• _WRITTEN PROBLEM_: Extract the records in full, leaving every picture out.

# DATASET RECORDS start

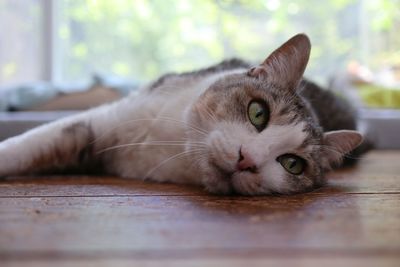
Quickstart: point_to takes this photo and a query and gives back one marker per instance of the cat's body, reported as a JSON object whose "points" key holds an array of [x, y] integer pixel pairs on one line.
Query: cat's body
{"points": [[199, 128]]}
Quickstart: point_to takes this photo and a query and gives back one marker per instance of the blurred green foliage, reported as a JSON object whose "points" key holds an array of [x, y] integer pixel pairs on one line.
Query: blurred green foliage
{"points": [[145, 38]]}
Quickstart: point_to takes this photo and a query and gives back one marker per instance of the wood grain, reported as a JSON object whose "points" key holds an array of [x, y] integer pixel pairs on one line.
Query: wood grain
{"points": [[103, 221]]}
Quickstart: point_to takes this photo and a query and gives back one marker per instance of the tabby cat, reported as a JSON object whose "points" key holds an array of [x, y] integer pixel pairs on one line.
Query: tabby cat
{"points": [[230, 128]]}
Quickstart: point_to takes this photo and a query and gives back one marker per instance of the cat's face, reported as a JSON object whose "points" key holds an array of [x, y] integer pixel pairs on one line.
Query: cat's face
{"points": [[262, 138]]}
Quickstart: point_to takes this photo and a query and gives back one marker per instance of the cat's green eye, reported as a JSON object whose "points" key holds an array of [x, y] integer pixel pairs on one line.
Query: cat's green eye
{"points": [[258, 114], [292, 163]]}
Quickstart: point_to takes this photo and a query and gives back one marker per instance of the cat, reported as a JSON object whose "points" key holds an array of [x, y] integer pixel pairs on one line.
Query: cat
{"points": [[230, 128]]}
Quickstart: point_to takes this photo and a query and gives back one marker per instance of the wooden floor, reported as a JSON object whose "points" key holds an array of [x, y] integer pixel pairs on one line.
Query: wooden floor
{"points": [[91, 221]]}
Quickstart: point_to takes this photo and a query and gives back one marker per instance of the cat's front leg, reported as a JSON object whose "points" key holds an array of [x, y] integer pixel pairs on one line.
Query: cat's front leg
{"points": [[52, 146]]}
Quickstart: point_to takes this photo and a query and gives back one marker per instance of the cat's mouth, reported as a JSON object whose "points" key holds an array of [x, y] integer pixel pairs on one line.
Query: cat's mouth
{"points": [[224, 173]]}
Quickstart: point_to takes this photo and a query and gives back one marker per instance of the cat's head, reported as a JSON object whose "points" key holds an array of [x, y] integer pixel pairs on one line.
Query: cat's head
{"points": [[262, 136]]}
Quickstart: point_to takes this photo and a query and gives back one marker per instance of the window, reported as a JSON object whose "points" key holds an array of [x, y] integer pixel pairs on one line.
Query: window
{"points": [[69, 40]]}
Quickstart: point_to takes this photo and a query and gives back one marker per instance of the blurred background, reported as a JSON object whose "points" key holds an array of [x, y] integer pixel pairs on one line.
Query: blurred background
{"points": [[57, 48]]}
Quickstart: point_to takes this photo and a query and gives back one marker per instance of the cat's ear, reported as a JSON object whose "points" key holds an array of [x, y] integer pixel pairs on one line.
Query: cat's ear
{"points": [[338, 143], [286, 65]]}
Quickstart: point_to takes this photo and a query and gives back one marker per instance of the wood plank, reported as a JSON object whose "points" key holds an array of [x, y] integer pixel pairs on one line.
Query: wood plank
{"points": [[65, 186], [378, 172], [177, 225]]}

# DATASET RECORDS end

• _WRITTEN RESPONSE_:
Quickstart: point_to takes this photo and a query and gives back one marker per instance of the cat's body, reported as a JSON object whose "points" key holds an array of [x, y] integer pixel pairs on one line.
Query: cat's body
{"points": [[199, 128]]}
Quickstart: point_to takes this photo and a query and gives back one marker per instance of the blurred green foliage, reported as a JSON object whose "points" key holds an array of [x, y] integer pixel pairs on one line.
Query: blurred green foliage
{"points": [[145, 38]]}
Quickstart: point_to takes this photo and a query and gives back one marker per instance of the wood grain, reported as a JSON object whose "points" key holds an array of [x, y] integer pixel pairs on one line.
Query: wood grain
{"points": [[103, 221]]}
Quickstart: point_to takes this photo and a query and gives back one marker per instance of the tabby cat, reported as a JSON object whose "points" key holds an array of [x, y] integer pixel pairs on one line.
Query: tabby cat
{"points": [[230, 128]]}
Quickstart: point_to takes this photo and a query and gives back one marker per instance of the cat's face, reported as a JSON object whose "points" key holds an array of [x, y] integer pixel pairs on one line.
Query: cat's face
{"points": [[262, 138]]}
Quickstart: point_to takes this photo and a query and gives back one marker per instance of the cat's green eye, reported as a JSON object whose "points" key holds an array of [x, y] integer pixel pairs on one line.
Query: cat's green eye
{"points": [[258, 114], [292, 163]]}
Quickstart: point_to takes this photo and a query and gives back one marker per instance of the cat, reported as a JSON object whose "points" key holds an array of [x, y] integer pixel pairs on one line.
Query: cat
{"points": [[230, 128]]}
Quickstart: point_to takes this photo and a query and gives back one marker per instance of the wooden floor, reported as a JSON object whose "points" key holds an array of [x, y] integer pixel pairs on one line.
Query: wooden floor
{"points": [[91, 221]]}
Quickstart: point_to takes this photo and a query and gives back one marker per instance of the cat's front leg, reported as a JSON object whose "points" key holds an array of [x, y] integer pixel pairs on one line.
Query: cat's front leg
{"points": [[52, 146]]}
Quickstart: point_to takes this photo and a query and gives back one marker per instance of the cat's mouth, reported as a JSON object whose "points" key holds an array of [x, y] integer pixel pairs on one line.
Query: cat's mouth
{"points": [[224, 173]]}
Quickstart: point_to takes this photo and a query and gives back one marker per instance of the cat's head, reported as a JSON object whose "points" key holds an array of [x, y] integer pixel pairs on one line.
Query: cat's head
{"points": [[262, 136]]}
Quickstart: point_to takes this photo and a query and gives back one marker per instance of the window, reported as a JSON object whose "points" key holds an array of [x, y] integer pixel pairs on one line.
Query: window
{"points": [[69, 40]]}
Quickstart: point_to takes this photo and a query and gives back one marker per instance of the blurred background, reported as a JSON object whose "points" key holds an array of [x, y] integer pixel pairs on one line.
Query: blurred background
{"points": [[57, 48]]}
Quickstart: point_to takes this photo and a query and gives back one marker per instance of the cat's ear, reported as a JSON object whose "points" key holds an array of [x, y] integer pixel pairs on one line.
Query: cat's ear
{"points": [[338, 143], [286, 65]]}
Quickstart: point_to takes this photo and a query and gives back one marker per instance of the wood plank, reported as a JSON object whose "points" key holds an array of [x, y] integer pixel pairs on one line.
Query: wood plank
{"points": [[65, 186], [378, 172], [177, 225]]}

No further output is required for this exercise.